Pointing entries for labeled objects:
-- Start --

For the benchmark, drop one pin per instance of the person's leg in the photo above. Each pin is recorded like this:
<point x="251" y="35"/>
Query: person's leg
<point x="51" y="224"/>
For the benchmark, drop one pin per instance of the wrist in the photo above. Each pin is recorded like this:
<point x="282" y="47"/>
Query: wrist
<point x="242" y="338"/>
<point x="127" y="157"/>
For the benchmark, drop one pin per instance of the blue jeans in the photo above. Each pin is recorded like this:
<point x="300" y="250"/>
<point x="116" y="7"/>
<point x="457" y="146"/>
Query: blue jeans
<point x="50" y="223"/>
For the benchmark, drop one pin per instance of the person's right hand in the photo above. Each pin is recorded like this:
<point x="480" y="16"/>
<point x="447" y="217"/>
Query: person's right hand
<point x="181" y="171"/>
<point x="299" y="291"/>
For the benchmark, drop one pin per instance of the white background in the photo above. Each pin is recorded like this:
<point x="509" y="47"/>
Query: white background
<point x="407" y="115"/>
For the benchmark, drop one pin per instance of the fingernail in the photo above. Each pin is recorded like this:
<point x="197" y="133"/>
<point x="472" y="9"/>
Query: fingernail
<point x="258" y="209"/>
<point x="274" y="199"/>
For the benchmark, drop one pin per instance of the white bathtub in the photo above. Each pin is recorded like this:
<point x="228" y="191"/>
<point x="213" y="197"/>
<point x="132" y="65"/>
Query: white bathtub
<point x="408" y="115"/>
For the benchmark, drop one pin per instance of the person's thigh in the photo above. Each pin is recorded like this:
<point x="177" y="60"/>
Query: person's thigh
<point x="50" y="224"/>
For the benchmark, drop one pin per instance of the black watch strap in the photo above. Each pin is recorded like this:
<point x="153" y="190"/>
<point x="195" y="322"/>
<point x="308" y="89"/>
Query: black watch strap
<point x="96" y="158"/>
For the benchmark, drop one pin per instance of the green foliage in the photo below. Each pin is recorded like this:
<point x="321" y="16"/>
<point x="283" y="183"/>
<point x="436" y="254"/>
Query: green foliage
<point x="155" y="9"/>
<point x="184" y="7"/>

-- End --

Reproduce all of the material above, line for line and without any changes.

For the benchmark, drop one pin per instance of the person's leg in the photo above. Each pin is recorded like this:
<point x="251" y="35"/>
Query: person's leg
<point x="51" y="224"/>
For the benchmark, drop one pin per instance of the wrist in the photo above. Each pin is recorded like this:
<point x="282" y="47"/>
Query: wrist
<point x="242" y="338"/>
<point x="127" y="157"/>
For the benchmark, drop one pin per instance of the blue jeans in the photo above. Each pin is recorded like this:
<point x="300" y="250"/>
<point x="116" y="7"/>
<point x="457" y="146"/>
Query: blue jeans
<point x="50" y="223"/>
For the benchmark, drop one pin per instance of the person's right hand in the photo above. Each pin is recorded like this:
<point x="480" y="16"/>
<point x="447" y="217"/>
Query: person's right hand
<point x="181" y="171"/>
<point x="299" y="291"/>
For the benchmark, drop one pin per instance of the white background in the photo above. Each pin is recorded like this:
<point x="509" y="47"/>
Query: white background
<point x="407" y="115"/>
For the benchmark, drop one pin per instance of the fingernail in the photo above. Each pin is recorded like this:
<point x="197" y="133"/>
<point x="472" y="9"/>
Query: fingernail
<point x="258" y="209"/>
<point x="274" y="199"/>
For the benchmark, drop one pin per instance of the white bathtub in the photo above. Each pin is recorded like this:
<point x="228" y="191"/>
<point x="213" y="197"/>
<point x="132" y="65"/>
Query: white bathtub
<point x="408" y="115"/>
For the benchmark, drop one pin per instance of the person's thigh in the photo above. Each pin is recorded like this:
<point x="177" y="60"/>
Query: person's thigh
<point x="50" y="224"/>
For the benchmark, drop one pin per instance of the black watch strap in the photo above. Each pin is recorded like this:
<point x="153" y="190"/>
<point x="195" y="322"/>
<point x="308" y="89"/>
Query: black watch strap
<point x="96" y="158"/>
For the benchmark, drop one pin per instance of the green foliage in the photo below. Each pin is recorded like this:
<point x="321" y="16"/>
<point x="283" y="183"/>
<point x="436" y="254"/>
Query: green foliage
<point x="155" y="9"/>
<point x="184" y="7"/>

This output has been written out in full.